▸ **Kutipan Sumber**
_ _ _ _

Otda setengah hati picu korupsi

Rabu, 12 Desember 2012 - 09:00 WIB
Otda setengah hati picu korupsi
Otda setengah hati picu korupsi
A A A
Sindonews.com - Kasus-kasus korupsi yang melibatkan kepala daerah dan pejabat di lingkungan pemerintah daerah (Pemda), dipicu oleh penerapan kebijakan otonomi daerah (otda) yang masih setengah hati.

"Untuk apa ada otonomi daerah jika kementerian sampai mengurusi pengelolaan keuangan sampai ke tingkat daerah? Apalagi kementerian itu menjadikan dinas-dinas di daerah sebagai unit pelaksana teknis penyampaian anggaran dari pemerintah pusat," kata Ketua Komisi II DPR Agun Gunanjar Sudarsa saat dihubungi Sindonews, Rabu (12/12/2012).

Kebijakan tata kelola keuangan ini, dia menyampaikan, memicu adanya praktik korupsi oleh kepala daerah dan pejabat Pemda. Sehingga, korupsi bukan dipicu persoalan ketidaktahuan aturan oleh kepala daerah.

_ _ _ _

▸ **Baris Data**
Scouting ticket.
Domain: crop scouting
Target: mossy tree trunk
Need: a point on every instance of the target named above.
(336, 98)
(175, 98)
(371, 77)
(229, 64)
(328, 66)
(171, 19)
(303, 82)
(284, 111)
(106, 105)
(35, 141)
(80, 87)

_ _ _ _

▸ **Petunjuk Latihan**
Salin kata demi kata bagian artikel tentang otonomi daerah dan korupsi di atas yang terletak antara "Rabu, 12 Desember" dan "oleh kepala daerah.", termasuk kedua bagian itu.

▸ **Jawaban Akhir**
Rabu, 12 Desember 2012 - 09:00 WIB
Otda setengah hati picu korupsi
Otda setengah hati picu korupsi
A A A
Sindonews.com - Kasus-kasus korupsi yang melibatkan kepala daerah dan pejabat di lingkungan pemerintah daerah (Pemda), dipicu oleh penerapan kebijakan otonomi daerah (otda) yang masih setengah hati.

"Untuk apa ada otonomi daerah jika kementerian sampai mengurusi pengelolaan keuangan sampai ke tingkat daerah? Apalagi kementerian itu menjadikan dinas-dinas di daerah sebagai unit pelaksana teknis penyampaian anggaran dari pemerintah pusat," kata Ketua Komisi II DPR Agun Gunanjar Sudarsa saat dihubungi Sindonews, Rabu (12/12/2012).

Kebijakan tata kelola keuangan ini, dia menyampaikan, memicu adanya praktik korupsi oleh kepala daerah dan pejabat Pemda. Sehingga, korupsi bukan dipicu persoalan ketidaktahuan aturan oleh kepala daerah.